■ Material for the task ■
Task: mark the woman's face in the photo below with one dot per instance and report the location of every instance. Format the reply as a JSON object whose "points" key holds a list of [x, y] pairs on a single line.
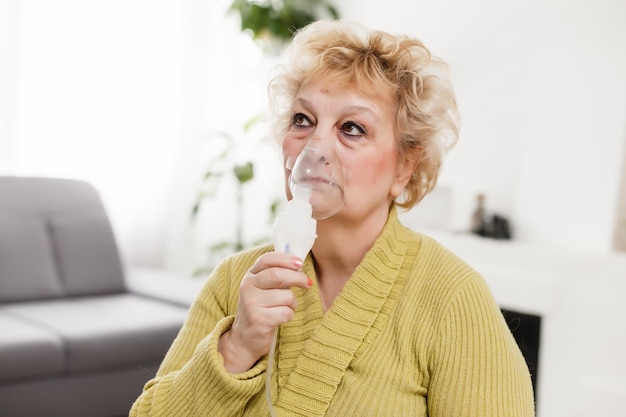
{"points": [[363, 128]]}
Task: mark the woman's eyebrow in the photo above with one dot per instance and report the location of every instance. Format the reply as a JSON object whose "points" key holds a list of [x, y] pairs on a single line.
{"points": [[354, 108]]}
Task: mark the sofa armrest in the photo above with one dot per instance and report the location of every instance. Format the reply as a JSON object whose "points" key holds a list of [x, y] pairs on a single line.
{"points": [[163, 285]]}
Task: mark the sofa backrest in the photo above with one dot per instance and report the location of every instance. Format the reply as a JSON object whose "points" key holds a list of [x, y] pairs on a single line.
{"points": [[55, 240]]}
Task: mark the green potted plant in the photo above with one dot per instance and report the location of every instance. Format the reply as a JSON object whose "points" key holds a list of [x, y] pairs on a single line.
{"points": [[277, 20], [226, 166]]}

■ Task directions ■
Reproduce all the data above with "photo" changed to "image" wherever it occurs and every other part left unchanged. Omit the pictures.

■ Written response ■
Task: mark the woman's face in the image below with one dot per instance and report the location of every instance. Format the reply as a JSON object whose "points" key holds a list of [x, y] pairs on a single line.
{"points": [[363, 128]]}
Task: mark the woman's eyebrow in the image above with one dot per instance and report the location of every instance. Format the reply as a JSON object whose "points" key holds a list of [x, y] pairs on a single line.
{"points": [[354, 108]]}
Task: mark the sofa armrest in the image above with one dot per instance and report the location of every instance. Format the reply as a JSON object whose "points" key holds a list of [x, y] pairs on a single line.
{"points": [[163, 285]]}
Task: mark the sofa backrest in the image above with one dot per instance and report the location of every instance. Format the reply as a JSON object whose "points" key holds a list of [x, y] pairs on a single line.
{"points": [[55, 240]]}
Task: mark the green potted plant in the image above with one dot per instance and report the location of every instance. Format the reply as a JSON object whose "points" key holds a list of [x, y] pairs on a single line.
{"points": [[277, 20], [226, 166]]}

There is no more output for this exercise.